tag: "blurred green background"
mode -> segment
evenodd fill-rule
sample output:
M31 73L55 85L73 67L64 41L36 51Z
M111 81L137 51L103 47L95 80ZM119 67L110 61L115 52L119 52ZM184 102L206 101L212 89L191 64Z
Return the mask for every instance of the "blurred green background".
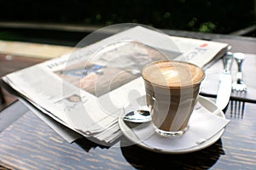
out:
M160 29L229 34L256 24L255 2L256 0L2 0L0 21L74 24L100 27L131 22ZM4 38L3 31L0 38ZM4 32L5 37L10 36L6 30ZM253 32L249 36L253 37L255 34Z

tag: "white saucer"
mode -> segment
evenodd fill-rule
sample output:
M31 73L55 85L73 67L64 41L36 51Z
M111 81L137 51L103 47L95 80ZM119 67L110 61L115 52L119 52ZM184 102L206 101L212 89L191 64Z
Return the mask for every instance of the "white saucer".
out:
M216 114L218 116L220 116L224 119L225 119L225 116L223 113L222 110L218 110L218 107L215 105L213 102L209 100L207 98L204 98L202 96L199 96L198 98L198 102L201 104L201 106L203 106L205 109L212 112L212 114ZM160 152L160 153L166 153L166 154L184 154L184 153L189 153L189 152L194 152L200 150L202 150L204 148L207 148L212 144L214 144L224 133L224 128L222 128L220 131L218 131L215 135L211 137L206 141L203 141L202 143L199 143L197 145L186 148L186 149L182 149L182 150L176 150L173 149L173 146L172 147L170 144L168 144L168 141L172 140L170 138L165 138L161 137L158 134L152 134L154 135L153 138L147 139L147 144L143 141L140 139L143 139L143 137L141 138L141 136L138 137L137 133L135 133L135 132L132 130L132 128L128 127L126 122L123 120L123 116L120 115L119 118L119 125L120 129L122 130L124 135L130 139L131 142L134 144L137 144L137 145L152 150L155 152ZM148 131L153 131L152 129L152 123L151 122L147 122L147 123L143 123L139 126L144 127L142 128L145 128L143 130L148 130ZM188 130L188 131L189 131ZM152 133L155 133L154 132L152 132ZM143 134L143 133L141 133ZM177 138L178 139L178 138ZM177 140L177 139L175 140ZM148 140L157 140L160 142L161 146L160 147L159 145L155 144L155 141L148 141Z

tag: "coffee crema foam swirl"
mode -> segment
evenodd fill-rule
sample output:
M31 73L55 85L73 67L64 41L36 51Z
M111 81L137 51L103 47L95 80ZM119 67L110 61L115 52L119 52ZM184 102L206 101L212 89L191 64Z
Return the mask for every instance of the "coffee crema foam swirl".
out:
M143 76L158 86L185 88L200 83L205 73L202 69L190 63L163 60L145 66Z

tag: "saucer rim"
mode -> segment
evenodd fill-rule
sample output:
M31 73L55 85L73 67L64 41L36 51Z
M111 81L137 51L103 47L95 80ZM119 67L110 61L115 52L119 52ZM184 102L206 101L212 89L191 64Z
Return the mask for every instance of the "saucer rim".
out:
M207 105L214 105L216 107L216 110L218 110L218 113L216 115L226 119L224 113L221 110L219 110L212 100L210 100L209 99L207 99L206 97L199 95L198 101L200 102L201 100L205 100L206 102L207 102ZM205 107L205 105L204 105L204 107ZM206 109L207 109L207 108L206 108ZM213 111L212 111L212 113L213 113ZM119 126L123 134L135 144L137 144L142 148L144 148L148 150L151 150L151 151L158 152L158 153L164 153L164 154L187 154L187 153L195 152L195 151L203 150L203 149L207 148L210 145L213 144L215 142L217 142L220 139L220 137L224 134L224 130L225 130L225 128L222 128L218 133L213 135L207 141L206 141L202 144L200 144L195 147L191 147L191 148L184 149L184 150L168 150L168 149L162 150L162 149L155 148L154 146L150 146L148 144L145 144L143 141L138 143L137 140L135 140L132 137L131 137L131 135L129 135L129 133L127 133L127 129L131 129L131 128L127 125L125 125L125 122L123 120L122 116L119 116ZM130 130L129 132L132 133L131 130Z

Description of the task:
Retype all of the records above exactly, leaving out any pictures.

Task answer:
tag: "blurred green background"
mode -> segment
evenodd fill-rule
sample output:
M31 73L55 85L73 67L64 41L36 51Z
M111 81L137 51L103 47L95 80ZM119 67L110 61L115 52L119 52ZM184 102L206 101L212 89L191 64Z
Return the mask for every instance of the "blurred green background".
out:
M160 29L229 34L256 24L255 2L256 0L2 0L0 21L74 24L100 27L131 22ZM4 38L3 31L0 38ZM4 32L5 37L10 36L6 30ZM253 32L249 36L253 37L255 34Z

tag: "white saucer"
mode -> segment
evenodd fill-rule
sample output:
M31 73L55 85L73 67L64 41L36 51Z
M111 81L137 51L103 47L95 80ZM119 67L110 61L115 52L119 52ZM184 102L206 101L212 89L191 64Z
Return the mask for every instance of the "white saucer".
out:
M216 114L218 116L220 116L224 119L225 119L225 116L223 113L222 110L218 110L218 107L215 105L213 102L209 100L207 98L204 98L202 96L199 96L198 98L198 102L201 104L201 106L203 106L205 109L212 112L212 114ZM160 152L160 153L166 153L166 154L184 154L184 153L189 153L189 152L194 152L200 150L202 150L204 148L207 148L212 144L214 144L224 133L224 128L222 128L220 131L218 131L215 135L211 137L206 141L203 141L202 143L199 143L197 145L186 148L186 149L182 149L182 150L176 150L173 149L173 146L172 147L170 144L168 144L168 141L172 140L170 138L165 138L161 137L158 134L152 134L154 135L153 138L147 139L147 144L143 141L140 139L143 139L143 137L141 138L141 136L138 137L137 133L135 133L135 132L132 130L132 128L128 127L126 122L123 120L123 116L120 115L119 118L119 125L120 129L122 130L124 135L130 139L131 142L134 144L137 144L137 145L152 150L155 152ZM148 131L153 131L152 129L152 123L151 122L147 122L147 123L143 123L139 126L144 127L142 128L145 128L143 130L148 130ZM188 130L188 131L189 131ZM152 133L155 133L154 132L152 132ZM143 134L143 133L141 133ZM177 138L178 139L178 138ZM177 140L177 139L175 140ZM148 140L157 140L160 142L161 146L160 147L159 145L155 144L155 141L148 141Z

tag: "coffee crema foam swirl"
mode -> segment
evenodd fill-rule
sample output:
M31 73L55 85L73 67L64 41L36 51Z
M111 81L137 51L103 47L95 80ZM119 67L110 61L115 52L119 52ZM184 102L206 101L212 89L191 64Z
Return the mask for every instance of the "coffee crema foam swirl".
out:
M143 76L158 86L185 88L200 83L205 73L202 69L190 63L163 60L145 66Z

tag: "saucer rim"
mode -> segment
evenodd fill-rule
sample output:
M31 73L55 85L73 67L64 41L36 51Z
M111 81L137 51L103 47L95 80ZM119 67L110 61L115 52L119 52ZM184 102L206 101L212 89L191 64Z
Return the mask for every instance of the "saucer rim".
out:
M207 105L214 105L216 107L216 110L218 110L218 113L216 115L226 119L224 113L221 110L219 110L212 100L210 100L209 99L207 99L206 97L199 95L198 101L200 102L201 100L205 100L206 102L207 102ZM205 107L205 105L204 105L204 107ZM206 109L207 109L207 108L206 108ZM213 111L212 111L212 113L213 113ZM119 126L123 134L135 144L137 144L142 148L144 148L148 150L151 150L151 151L158 152L158 153L164 153L164 154L187 154L187 153L195 152L195 151L203 150L203 149L207 148L210 145L213 144L215 142L217 142L220 139L220 137L224 134L224 130L225 130L225 128L222 128L218 133L213 135L207 141L206 141L202 144L200 144L195 147L191 147L191 148L184 149L184 150L168 150L168 149L162 150L162 149L155 148L154 146L150 146L148 144L145 144L143 141L138 143L137 140L135 140L132 137L131 137L131 135L129 135L129 133L127 133L127 129L131 129L131 128L127 125L125 125L125 122L123 120L122 116L119 116ZM130 130L129 132L132 133L131 130Z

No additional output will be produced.